(Directions for this task)
Rewrite the records below, replacing "noun phrase" with "short label" everywhere it occurs and leaving everything else unchanged.
-- start of Material shown --
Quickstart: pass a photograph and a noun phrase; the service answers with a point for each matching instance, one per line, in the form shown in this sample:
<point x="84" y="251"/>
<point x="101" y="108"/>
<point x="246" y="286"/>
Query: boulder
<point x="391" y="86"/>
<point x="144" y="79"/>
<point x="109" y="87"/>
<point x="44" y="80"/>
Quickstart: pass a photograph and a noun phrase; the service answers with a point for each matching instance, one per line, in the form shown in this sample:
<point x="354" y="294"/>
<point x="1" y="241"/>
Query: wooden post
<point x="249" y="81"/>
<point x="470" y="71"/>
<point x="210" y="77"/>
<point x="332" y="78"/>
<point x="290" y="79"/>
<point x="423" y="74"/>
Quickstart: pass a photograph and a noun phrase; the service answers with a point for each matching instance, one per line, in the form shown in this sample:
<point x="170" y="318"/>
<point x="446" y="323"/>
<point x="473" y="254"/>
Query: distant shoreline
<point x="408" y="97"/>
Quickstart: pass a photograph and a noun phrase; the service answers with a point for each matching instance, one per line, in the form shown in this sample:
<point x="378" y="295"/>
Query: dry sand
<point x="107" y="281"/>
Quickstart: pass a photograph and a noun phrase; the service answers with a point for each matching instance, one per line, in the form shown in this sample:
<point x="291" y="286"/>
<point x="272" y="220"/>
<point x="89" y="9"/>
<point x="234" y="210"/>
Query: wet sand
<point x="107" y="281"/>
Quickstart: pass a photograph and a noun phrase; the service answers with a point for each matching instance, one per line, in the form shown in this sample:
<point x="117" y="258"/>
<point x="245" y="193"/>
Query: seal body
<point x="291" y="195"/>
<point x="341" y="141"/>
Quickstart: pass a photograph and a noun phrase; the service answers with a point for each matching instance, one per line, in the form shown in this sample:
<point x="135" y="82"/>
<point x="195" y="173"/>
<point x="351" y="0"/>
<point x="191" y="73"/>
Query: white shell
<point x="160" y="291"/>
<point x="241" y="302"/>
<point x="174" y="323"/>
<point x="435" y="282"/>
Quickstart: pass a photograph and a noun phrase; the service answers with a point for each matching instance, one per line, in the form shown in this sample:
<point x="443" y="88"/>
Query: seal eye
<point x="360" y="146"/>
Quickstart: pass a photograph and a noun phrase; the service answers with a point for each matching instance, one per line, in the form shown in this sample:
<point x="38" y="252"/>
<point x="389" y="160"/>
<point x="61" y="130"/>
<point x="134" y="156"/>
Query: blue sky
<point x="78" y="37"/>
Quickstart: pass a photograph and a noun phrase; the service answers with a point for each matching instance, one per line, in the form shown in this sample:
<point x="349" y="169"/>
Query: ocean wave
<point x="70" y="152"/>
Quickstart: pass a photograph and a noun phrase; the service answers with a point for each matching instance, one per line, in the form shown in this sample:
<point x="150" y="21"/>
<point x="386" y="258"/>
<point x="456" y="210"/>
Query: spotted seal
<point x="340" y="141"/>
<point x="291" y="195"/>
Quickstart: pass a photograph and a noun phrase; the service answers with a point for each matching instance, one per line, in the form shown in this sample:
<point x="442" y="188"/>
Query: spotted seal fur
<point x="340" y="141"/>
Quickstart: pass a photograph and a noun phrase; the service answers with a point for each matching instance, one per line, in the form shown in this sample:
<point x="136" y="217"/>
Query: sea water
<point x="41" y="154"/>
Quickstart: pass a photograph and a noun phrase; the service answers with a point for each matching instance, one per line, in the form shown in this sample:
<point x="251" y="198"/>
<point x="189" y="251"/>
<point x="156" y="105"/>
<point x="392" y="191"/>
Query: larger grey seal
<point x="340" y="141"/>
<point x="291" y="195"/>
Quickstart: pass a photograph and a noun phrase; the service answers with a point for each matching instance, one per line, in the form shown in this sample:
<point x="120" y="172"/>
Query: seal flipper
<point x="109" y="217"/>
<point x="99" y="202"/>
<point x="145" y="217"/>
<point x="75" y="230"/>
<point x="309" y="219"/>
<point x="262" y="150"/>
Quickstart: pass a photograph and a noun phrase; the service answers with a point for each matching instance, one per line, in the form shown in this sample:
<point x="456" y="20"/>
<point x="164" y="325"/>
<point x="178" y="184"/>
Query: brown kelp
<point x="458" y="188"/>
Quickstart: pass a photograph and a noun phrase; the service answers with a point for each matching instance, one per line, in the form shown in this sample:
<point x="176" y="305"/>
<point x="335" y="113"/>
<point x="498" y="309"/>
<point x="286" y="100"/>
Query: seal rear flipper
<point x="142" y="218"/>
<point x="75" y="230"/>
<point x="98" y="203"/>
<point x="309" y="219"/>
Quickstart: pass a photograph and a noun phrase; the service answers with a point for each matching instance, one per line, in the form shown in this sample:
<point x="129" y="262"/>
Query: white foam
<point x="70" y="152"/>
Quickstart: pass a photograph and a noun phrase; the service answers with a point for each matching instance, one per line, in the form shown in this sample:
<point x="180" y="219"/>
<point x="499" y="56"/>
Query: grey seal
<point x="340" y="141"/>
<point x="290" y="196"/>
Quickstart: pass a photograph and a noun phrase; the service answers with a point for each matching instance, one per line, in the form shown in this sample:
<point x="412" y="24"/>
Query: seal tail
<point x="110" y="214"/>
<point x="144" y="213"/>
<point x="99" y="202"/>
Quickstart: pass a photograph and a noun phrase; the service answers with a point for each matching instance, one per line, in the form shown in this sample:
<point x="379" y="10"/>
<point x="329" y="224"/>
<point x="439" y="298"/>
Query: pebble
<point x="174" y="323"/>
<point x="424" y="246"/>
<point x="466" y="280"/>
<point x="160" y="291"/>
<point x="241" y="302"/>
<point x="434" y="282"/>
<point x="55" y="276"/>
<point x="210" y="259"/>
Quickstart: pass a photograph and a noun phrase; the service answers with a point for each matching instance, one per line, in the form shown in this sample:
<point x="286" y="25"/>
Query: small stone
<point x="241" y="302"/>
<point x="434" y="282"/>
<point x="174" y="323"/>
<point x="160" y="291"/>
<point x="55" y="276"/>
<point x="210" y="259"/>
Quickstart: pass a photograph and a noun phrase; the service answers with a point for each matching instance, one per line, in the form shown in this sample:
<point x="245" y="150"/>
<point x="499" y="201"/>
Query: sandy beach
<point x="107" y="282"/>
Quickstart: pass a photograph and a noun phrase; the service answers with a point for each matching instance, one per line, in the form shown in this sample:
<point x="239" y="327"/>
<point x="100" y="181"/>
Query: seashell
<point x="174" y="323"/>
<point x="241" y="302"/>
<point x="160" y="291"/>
-- end of Material shown --
(Full answer)
Quickstart: pass a photograph and a short label; the service answers with a point for each matching instance, one per line, in the form shown in this sample:
<point x="84" y="251"/>
<point x="101" y="108"/>
<point x="246" y="286"/>
Query: boulder
<point x="391" y="86"/>
<point x="144" y="79"/>
<point x="109" y="87"/>
<point x="44" y="80"/>
Quickstart: pass a photograph and a short label; the service answers with a point for each matching instance, one per line, in the form shown in this sample:
<point x="354" y="294"/>
<point x="1" y="241"/>
Query: wooden post
<point x="249" y="81"/>
<point x="470" y="71"/>
<point x="210" y="77"/>
<point x="332" y="78"/>
<point x="290" y="79"/>
<point x="423" y="74"/>
Quickstart: pass a photograph and a short label; the service answers with a point for each matching instance, one per line, in the form shown in this sample:
<point x="170" y="318"/>
<point x="446" y="323"/>
<point x="473" y="254"/>
Query: distant shoreline
<point x="408" y="97"/>
Quickstart: pass a photograph and a short label; the service answers with a point for each matching instance, one per line, in the form shown in this sample:
<point x="378" y="295"/>
Query: dry sand
<point x="107" y="281"/>
Quickstart: pass a photograph and a short label; the service answers with a point for each matching instance, one per line, in the form shown in this sample:
<point x="291" y="286"/>
<point x="272" y="220"/>
<point x="89" y="9"/>
<point x="234" y="210"/>
Query: wet sand
<point x="107" y="281"/>
Quickstart: pass a photograph and a short label; the service answers with a point for each matching instance, one per line, in the form shown in this sample:
<point x="117" y="258"/>
<point x="245" y="193"/>
Query: seal body
<point x="291" y="195"/>
<point x="341" y="141"/>
Quickstart: pass a photograph and a short label; the service answers with a point for each matching instance, one per line, in the form shown in this sample:
<point x="135" y="82"/>
<point x="195" y="173"/>
<point x="351" y="0"/>
<point x="191" y="73"/>
Query: white shell
<point x="160" y="291"/>
<point x="241" y="302"/>
<point x="174" y="323"/>
<point x="435" y="282"/>
Quickstart: pass a photograph and a short label; the service answers with a point for each matching instance, one per line, in the form shown in this sample:
<point x="443" y="88"/>
Query: seal eye
<point x="360" y="146"/>
Quickstart: pass a photograph and a short label; the service answers with a point for each matching instance, one per line, in the form shown in this sample:
<point x="38" y="252"/>
<point x="389" y="160"/>
<point x="61" y="130"/>
<point x="134" y="156"/>
Query: blue sky
<point x="78" y="37"/>
Quickstart: pass a photograph and a short label; the service answers with a point for each matching instance, one per line, in the form shown in this sample:
<point x="349" y="169"/>
Query: ocean wave
<point x="70" y="152"/>
Quickstart: pass a photograph and a short label; the service answers with a point for each matching instance, one per line, in the form shown in this sample:
<point x="150" y="21"/>
<point x="386" y="258"/>
<point x="456" y="210"/>
Query: spotted seal
<point x="340" y="141"/>
<point x="291" y="195"/>
Quickstart: pass a photograph and a short label; the service answers with a point for each matching instance, one per line, in the form shown in this sample:
<point x="442" y="188"/>
Query: spotted seal fur
<point x="340" y="141"/>
Quickstart: pass a photograph and a short label; the service answers with a point for each matching instance, one per line, in the form shown in this sample:
<point x="136" y="217"/>
Query: sea water
<point x="41" y="154"/>
Quickstart: pass a photograph and a short label; the service answers with a point for each matching instance, one per line, in the form shown in this sample:
<point x="251" y="198"/>
<point x="189" y="251"/>
<point x="156" y="105"/>
<point x="392" y="191"/>
Query: larger grey seal
<point x="340" y="141"/>
<point x="291" y="195"/>
Quickstart: pass a photograph and a short label; the service answers with a point for each matching instance, one per line, in the form shown in this sample:
<point x="120" y="172"/>
Query: seal flipper
<point x="109" y="217"/>
<point x="99" y="202"/>
<point x="145" y="217"/>
<point x="75" y="230"/>
<point x="309" y="219"/>
<point x="262" y="150"/>
Quickstart: pass a photograph and a short label; the service answers with a point for each matching instance, one per line, in the form shown in this sample:
<point x="456" y="20"/>
<point x="164" y="325"/>
<point x="178" y="184"/>
Query: brown kelp
<point x="458" y="188"/>
Quickstart: pass a photograph and a short label; the service answers with a point for each matching instance, one per line, in the form shown in this sample:
<point x="176" y="305"/>
<point x="335" y="113"/>
<point x="498" y="309"/>
<point x="286" y="100"/>
Query: seal rear flipper
<point x="142" y="218"/>
<point x="75" y="230"/>
<point x="98" y="203"/>
<point x="309" y="219"/>
Quickstart: pass a photograph and a short label; the service answers with a point for each matching instance, one per line, in the form shown in this sample:
<point x="129" y="262"/>
Query: white foam
<point x="70" y="152"/>
Quickstart: pass a photograph and a short label; the service answers with a point for each matching instance, one per line, in the form shown in this sample:
<point x="180" y="219"/>
<point x="499" y="56"/>
Query: grey seal
<point x="340" y="141"/>
<point x="290" y="196"/>
Quickstart: pass a photograph and a short label; the service answers with a point for each matching instance, one per line, in the form shown in this sample:
<point x="412" y="24"/>
Query: seal tail
<point x="110" y="214"/>
<point x="144" y="213"/>
<point x="99" y="202"/>
Quickstart: pass a photograph and a short label; the service answers with a point for each matching instance, one per line, in the form shown in this sample:
<point x="379" y="10"/>
<point x="329" y="224"/>
<point x="439" y="298"/>
Query: pebble
<point x="174" y="323"/>
<point x="424" y="246"/>
<point x="466" y="280"/>
<point x="160" y="291"/>
<point x="241" y="302"/>
<point x="434" y="282"/>
<point x="55" y="276"/>
<point x="210" y="259"/>
Quickstart: pass a photograph and a short label; the service answers with a point for each matching instance, one per line, in the form shown in this sample:
<point x="286" y="25"/>
Query: small stone
<point x="241" y="302"/>
<point x="434" y="282"/>
<point x="174" y="323"/>
<point x="160" y="291"/>
<point x="55" y="276"/>
<point x="210" y="259"/>
Quickstart: pass a photograph and a short label; the service answers with a point for each matching instance, one per line, in the form shown in this sample:
<point x="245" y="150"/>
<point x="499" y="201"/>
Query: sandy beach
<point x="107" y="282"/>
Quickstart: pass a photograph and a short label; the service answers with a point for each matching instance, one per line, in the form shown in this sample:
<point x="239" y="327"/>
<point x="100" y="181"/>
Query: seashell
<point x="174" y="323"/>
<point x="241" y="302"/>
<point x="160" y="291"/>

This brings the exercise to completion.